- _Set task 1_:
In the diary entry on the loneliness of writing, what did the writer's old maths teacher, Mr Raff, use to say?
- _Set task 2_:
Pick up the diary entry on the loneliness of writing after its final sentence and carry it forward.

Standing There Productions Diary

The Loneliness of the Long-Distance Writer

Writing is an odd job. I know I've said this a thousand times, but sometimes I look at myself and wonder, "Did you really think this through?"

 

The factor I didn't entirely think through is a factor known to science as "my entire personality".

 

I'm quite a social person. I love being around people. Talking, getting the giggles, even arguing with people is fun if everybody knows not to thump their fists on the table and scream "oh shut UP Darren you neofascist" and so forth. Being a writer involves extricating oneself from society. It means sitting alone and writing for long periods of time about people, none of whom you come into contact with, due to the fact that you're too busy writing about them to talk to any of them.

 

This is fine, I knew this would happen. I knew I would need the self-discipline to say, "Actually I can't do that fantastically interesting thing over there because I have to be utterly boring". It's like my old maths teacher Mr Raff used to say, "If you don't want to learn, that's fine by me". Because the person who's going to lose is always you.

 

As a result of this, I have become antisocial. This is in direct contravention of (see above) "my entire personality".

 

And even that's fine. I mean, it's awful, but it's a trade-off. I don't see my friends as much as I used to, but I've done the projects I set out to do and I've enjoyed them and I've quit my day-job and I'm feeling less like a caged bird than I used to when I was trying to juggle all these things at once and surely my friends understand, provided they remember who I am, and I love them, and they know that. 

 

What does bother me is what's happening now. Think of it, if you will, as a war. On one side there's my writing, and on the other side there's my personality. Sometimes my personality wants to kill my work because it causes my personality pain. Sometimes my work subdues my personality. Occasionally, they go into diplomatic talks and they organise a compromise whereby I can have a nice time with friends and also get some work done. 

 

What's happening now is: there's been a coup. My work is taking over. It's infiltrating my personality. Just like those diagrams of World War II with the pincer movements of troops across maps of Eastern Europe, my personality is under attack. 

 

Working by yourself is lonely. You don't talk to people in the office kitchen, or pick up the phone and call the department of whatsisface to talk to that lady with the scratchy voice about that invoice they should have sent. You don't have to deal with anybody at all if you don't want to. And in fact, it becomes more and more difficult the less you do it. As a result of this mental coup, I am becoming, I suspect, a true writer. I misjudge the moment at the dinner table and come off as obnoxious. I talk too loudly and too enthusiastically. I over-think. Afterwards, I wish I had said nothing at all.

 

 So if you know a writer, or someone who works freelance and gets to have coffee in the sun whenever they like and answers to nobody and refuses to get out of bed early unless there's a deadline: be nice to them. It's not always as fun as it looks.

(Stored data)
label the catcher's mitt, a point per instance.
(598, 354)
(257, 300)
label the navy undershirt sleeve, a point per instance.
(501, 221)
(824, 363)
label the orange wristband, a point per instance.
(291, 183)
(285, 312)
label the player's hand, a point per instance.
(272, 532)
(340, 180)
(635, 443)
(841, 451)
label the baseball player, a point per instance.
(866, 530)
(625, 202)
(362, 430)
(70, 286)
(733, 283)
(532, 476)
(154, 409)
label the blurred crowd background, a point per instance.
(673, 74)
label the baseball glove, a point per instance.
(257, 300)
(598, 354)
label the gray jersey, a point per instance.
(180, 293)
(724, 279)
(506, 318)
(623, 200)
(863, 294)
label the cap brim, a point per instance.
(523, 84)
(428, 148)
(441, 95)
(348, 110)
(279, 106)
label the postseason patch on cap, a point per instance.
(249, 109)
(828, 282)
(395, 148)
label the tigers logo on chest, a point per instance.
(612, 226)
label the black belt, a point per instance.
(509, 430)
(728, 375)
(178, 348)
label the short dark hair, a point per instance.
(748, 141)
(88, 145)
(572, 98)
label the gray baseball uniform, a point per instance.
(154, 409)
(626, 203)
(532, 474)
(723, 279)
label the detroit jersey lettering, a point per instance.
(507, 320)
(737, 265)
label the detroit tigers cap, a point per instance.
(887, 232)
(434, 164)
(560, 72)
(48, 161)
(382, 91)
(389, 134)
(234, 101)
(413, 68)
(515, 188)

- _Right answer 1_:
"If you don't want to learn, that's fine by me."

- _Right answer 2_:
Technology Becomes You

 

When my sister was little, she thought she might be a song-rememberer when she grew up. Ha ha, we used to say, recognising the unfortunate chasm between her special gift and an actual job description.

 

These days, song-remembering, and remembering lines from films, TV and even Youtube, is conversational capital as everyday as “do you come here often?” and as revealing as “Mary is it? I’m the Prince of Denmark. Like a drink?”

 

In fact, quoting cultural references is so par-for-the-course that a new faux pas has emerged wherein the answer to the question “What’s that from?” results in the devastating answer “It’s not from anything”. I committed this sin last week. After laughing at something funny, I asked, “What’s that from?” and I could tell straight away it wasn’t from anything. Because it’s a bit of a slap in the face for the bonding experience, isn’t it, when you inadvertently accuse someone of being unoriginal only to be told you’ve mistaken reality for an episode of Buffy 

 

This is why I can’t play video games. The bleeding of technology into real life can be disconcerting. After playing Tetris, I find myself trying to fit parts of the skyline into cloud formations like it’s a jigsaw I have to solve. The plane-landing iPhone app Flight Control had me cutting corners on my walk to work, mentally mapping pedestrians’ flight paths. I don’t do it deliberately, I just recognise the mental pattern from somewhere, and remember: Flight Control. That tracksuitpanted power-walker has to get to the drinking fountain before I do, or I can’t beat my high score.

 

Technology is such an extension of the human brain that mental slippage can happen anywhere. If you’ve worked in an office, chances are you’ve experienced the sensation of thinking your mouse won’t work and looking down to find you’re drawing circles on your desk with your phone. Once, I found myself pressing Control Z in order to undo something I’d thought.

 

So do these things dilute reality? Possibly. But as Spiderman says, with great power comes great responsibility. Maybe the feeling of being diluted by technology comes with the feeling of being reinforced by it. Cultural references are your friends, your teachers.

 

Someone said to me recently, “Walk with me”, and I felt instantly somehow important. I realised later this is because of the West Wing, but you know what? Good on it. For thirty seconds, I was CJ Cregg. It’s not long enough, sure. But it’s a start.

 

 

A version of the above originally appeared in The Big Issue, which is an excellent magazine that you should go out and buy immediately for a range of reasons only some of which are to do with the fact that I am possibly in the upcoming edition as well.

 

Fame and Fortune

Standing There Productions had a big weekend this weekend. Rita came down from Sydney and we saw The Hayloft Project's fringe show, Yuri Wells. It were lovely. One man show. North Melbourne Town Hall. This week only.

 

We also saw our very own Paris Hilton, Miriam Glaser, in A Black Joy - another fringe festival show although one I should have seen earlier, given it has now finished and me telling you to go and see it would be somewhat pointless/cruel/unfair.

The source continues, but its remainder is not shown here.